*Given problem*: Pick out each line in the records below that contains the word "white", and copy those lines.

*Input for this task*:
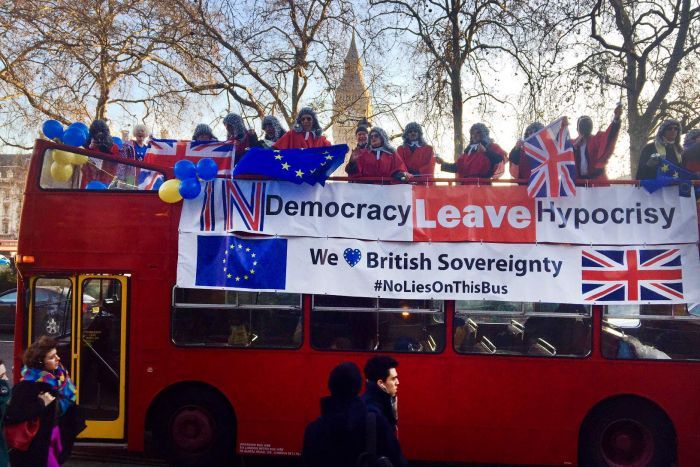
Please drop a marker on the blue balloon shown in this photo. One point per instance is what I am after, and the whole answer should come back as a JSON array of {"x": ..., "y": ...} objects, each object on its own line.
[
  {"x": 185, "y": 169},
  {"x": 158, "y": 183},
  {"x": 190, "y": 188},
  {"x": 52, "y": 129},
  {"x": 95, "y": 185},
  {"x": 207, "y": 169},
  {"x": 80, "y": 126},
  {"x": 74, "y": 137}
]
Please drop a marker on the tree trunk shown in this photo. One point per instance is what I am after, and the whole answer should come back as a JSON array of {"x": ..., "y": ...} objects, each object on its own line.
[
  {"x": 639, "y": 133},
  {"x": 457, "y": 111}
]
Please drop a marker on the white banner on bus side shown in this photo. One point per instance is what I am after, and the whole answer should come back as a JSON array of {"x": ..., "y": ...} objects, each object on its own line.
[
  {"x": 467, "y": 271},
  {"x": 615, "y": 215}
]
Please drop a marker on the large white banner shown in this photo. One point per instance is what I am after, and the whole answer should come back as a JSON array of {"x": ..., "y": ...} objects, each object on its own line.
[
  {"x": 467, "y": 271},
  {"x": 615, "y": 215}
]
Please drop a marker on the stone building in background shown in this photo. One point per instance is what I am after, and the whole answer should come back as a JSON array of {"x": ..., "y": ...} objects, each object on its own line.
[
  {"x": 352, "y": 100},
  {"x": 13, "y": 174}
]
--
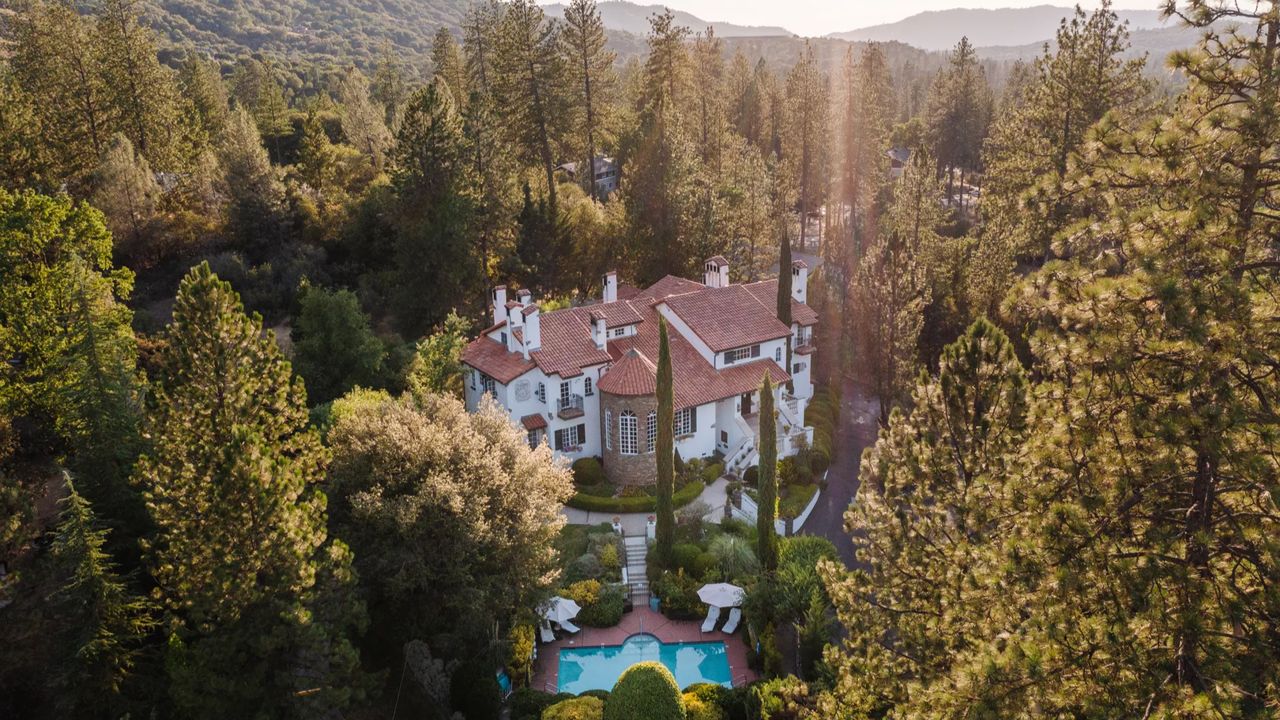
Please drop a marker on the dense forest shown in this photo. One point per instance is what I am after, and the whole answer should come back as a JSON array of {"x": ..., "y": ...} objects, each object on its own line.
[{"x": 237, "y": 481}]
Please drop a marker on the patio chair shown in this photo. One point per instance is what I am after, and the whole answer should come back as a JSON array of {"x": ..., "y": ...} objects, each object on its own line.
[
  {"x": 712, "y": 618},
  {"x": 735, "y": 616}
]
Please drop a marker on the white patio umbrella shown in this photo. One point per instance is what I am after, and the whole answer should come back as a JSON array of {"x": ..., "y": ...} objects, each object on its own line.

*The answer*:
Please drop a marker on the white banner on bus side shown in this photo. One point per instance is what I am after, and the whole answer should come back as a JSON array of {"x": ..., "y": ...} objects, each object on its own line.
Please drop a marker on the large white banner shown in this photo. One point per instance is what I am after, and the whole answer should come back as a JSON array of {"x": ..., "y": ...} objects, each object on its own line.
Please drop a marker on the white patio umbrella shown in this photo. One point per instance is what I am after, and the whole answer should come back as a JSON array of {"x": ..., "y": ...} objects, each object on its own line.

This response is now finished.